** Text shown follows **

The low-grade partisanship around here is so great it overcomes even Prof. Kerr's customary good nature and familiarity with standard English.
On a more pleasant and practical plane, Roe's endurance was measured in decades. The durability of the decision overturning Roe seems likely to be expressed in (relatively few) years. When a majority of the Court (Court of whatever size) is ready to protect anew the rights of women, on what principled argument could the clingers of the Court rely in objecting to the reversal -- especially after they and their ideological allies have switched to pushing a national ban on abortion?
So, your Democrat party is NOT down with stare decisis -- so wishy washy, Rev!!
I see no reason the Democratic Party should be any more devoted to stare decisis than are the lying, bigoted, superstitious yokels of the Republican Party, at least not with respect to this issue.
And no, I am not just talking about Republican Supreme Court nominees.
They didn't even use your own standards (that would find the constitution actually outlaws abortion) and still you SQUEAL!!!!
Finding the clinging a tad bitter, Rev????
Open wider, DWB.
You didn't really believe the disaffected squealing and disingenuous ankle-nipping at the Volokh Conspiracy was going to change the general trajectory of American progress and the culture war, did you? Surely you are not that gullible.
I am content to let time sift all of that. Of course, that's easy to say when you are on the right side of history and the established winning side of the culture war. If a reversal of Roe stands for a substantial fraction of the time Roe stood, I will be surprised. Getting stomped in a culture war has consequences; good luck defending this one as America's electorate improves.
As your sock will never need an abortion I realize the opinion will not personally affect you, but your denial thrills me -- open wide indeed!!!
Are you predicting conservatives are going to diminish the tide of the culture war, DWB?

** End of Text shown **
** Provided records follows **

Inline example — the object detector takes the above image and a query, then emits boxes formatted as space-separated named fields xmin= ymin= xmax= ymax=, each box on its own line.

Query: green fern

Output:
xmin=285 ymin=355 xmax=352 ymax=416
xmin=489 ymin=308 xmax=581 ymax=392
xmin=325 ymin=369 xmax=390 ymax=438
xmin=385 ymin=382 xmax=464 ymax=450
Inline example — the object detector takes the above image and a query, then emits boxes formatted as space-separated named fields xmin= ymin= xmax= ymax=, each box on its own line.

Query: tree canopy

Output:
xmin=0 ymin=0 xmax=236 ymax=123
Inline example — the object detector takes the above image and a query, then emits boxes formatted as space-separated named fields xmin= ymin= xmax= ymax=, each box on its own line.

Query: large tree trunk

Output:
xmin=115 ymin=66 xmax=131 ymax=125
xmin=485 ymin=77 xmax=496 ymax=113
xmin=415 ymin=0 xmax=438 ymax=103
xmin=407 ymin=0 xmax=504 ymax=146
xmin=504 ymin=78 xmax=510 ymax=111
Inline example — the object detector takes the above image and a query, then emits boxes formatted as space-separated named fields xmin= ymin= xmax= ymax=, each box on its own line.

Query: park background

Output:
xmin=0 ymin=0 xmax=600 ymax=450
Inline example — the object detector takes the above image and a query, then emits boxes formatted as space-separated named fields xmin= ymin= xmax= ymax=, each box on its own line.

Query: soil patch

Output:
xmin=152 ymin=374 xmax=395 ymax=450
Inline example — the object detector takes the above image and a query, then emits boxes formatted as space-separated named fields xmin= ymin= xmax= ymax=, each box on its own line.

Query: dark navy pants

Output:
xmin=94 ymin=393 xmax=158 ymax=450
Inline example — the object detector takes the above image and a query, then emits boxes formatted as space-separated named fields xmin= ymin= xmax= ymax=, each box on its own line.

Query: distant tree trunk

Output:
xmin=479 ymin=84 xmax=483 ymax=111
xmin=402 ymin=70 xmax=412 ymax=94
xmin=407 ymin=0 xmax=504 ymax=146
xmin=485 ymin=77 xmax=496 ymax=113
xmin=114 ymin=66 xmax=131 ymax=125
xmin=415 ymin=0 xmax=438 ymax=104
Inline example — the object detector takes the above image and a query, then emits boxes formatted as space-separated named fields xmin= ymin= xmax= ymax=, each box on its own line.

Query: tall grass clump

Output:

** End of Provided records **

* [Problems to work on]
[A] In the comment thread about overturning Roe, list every adjective used to describe the yokels of the Republican Party.
[B] Carry on the comment thread about overturning Roe from where it stops.
The material has no connection to the comment thread about overturning Roe.

* [Responses by task]
[A] lying, bigoted, superstitious

[B]
Are you predicting conservatives are going to pull even with better Americans in that culture war?
Are you predicting conservatives will reverse the tide of that culture war?
When, in your judgment, is this remarkable realignment, after a half-century of better Americans shaping our national progress against the efforts and preferences of conservatives, going to occur?
Let us know, so we can alert the media.
"Slavery is normal, natural and will never be abolished!"
Until it was.
"Roe will NEVER be overturned!"
Until it was.
I sense Roe will be overturned.
But not for long.
There just aren't enough roundly bigoted, poorly educated, unbelievably gullible and superstitious, backwater hayseeds left in our improving country to prevent the liberal-libertarian mainstream from repudiating a Dobbs decision in relatively short order.
You guys be sure to pray on it a spell, though, and maybe baby Jesus (Talladega Nights edition, the one singing lead for Lynyrd Skynyrd) will preserve this Dobbs ruling by miracle.
Are you going to correct that "Democrat-party" error, Prof. Kerr?
Or did you intend the epithet?
You are far too smart, educated, and informed to plead ignorance.
For too many, the impulse to channel Joe McCarthy is irresistible. I am surprised to see Professor Kerr cast his lot with the mouth breathers.
Watch it. Prof. Volokh sometimes censors liberals (and libertarians) who disparage conservatives at this movement conservative blog. “Mouth breather” might be too similar to “sl_ck-j_wed,” which was among the words that led Prof. Volokh to silence his side’s critics.
Just a friendly warning for those who might be unfamiliar with the Volokh Conspiracy’s record on viewpoint-driven censorship and therefore mistake this white, male, right-wing blog for a free speech zone or anything associated with libertarianism.
It will be good when the new cases are about what the constitution says rather than Roe's made-up nonsense.
Maybe it will even eventually lead to opinions that the commerce clause is only about actual commerce between states instead of the you can’t categorically rule out the possibility that interstate commerce might somehow be affected standard we seem to have now.
I get that you think there is no right to abortion in the Constitution. I very much disagree, but that's as far as it goes.
But you insist the Constitution is exactly as you have decided, and disagreement is illegitimate and lying.
I hate how the left is turning this direction, but the right long ago mastered the politics of delegitimization, as corrosive as it is in a pluralistic republic.
"I get that you think there is no right to abortion in the Constitution. I very much disagree, but that's as far as it goes."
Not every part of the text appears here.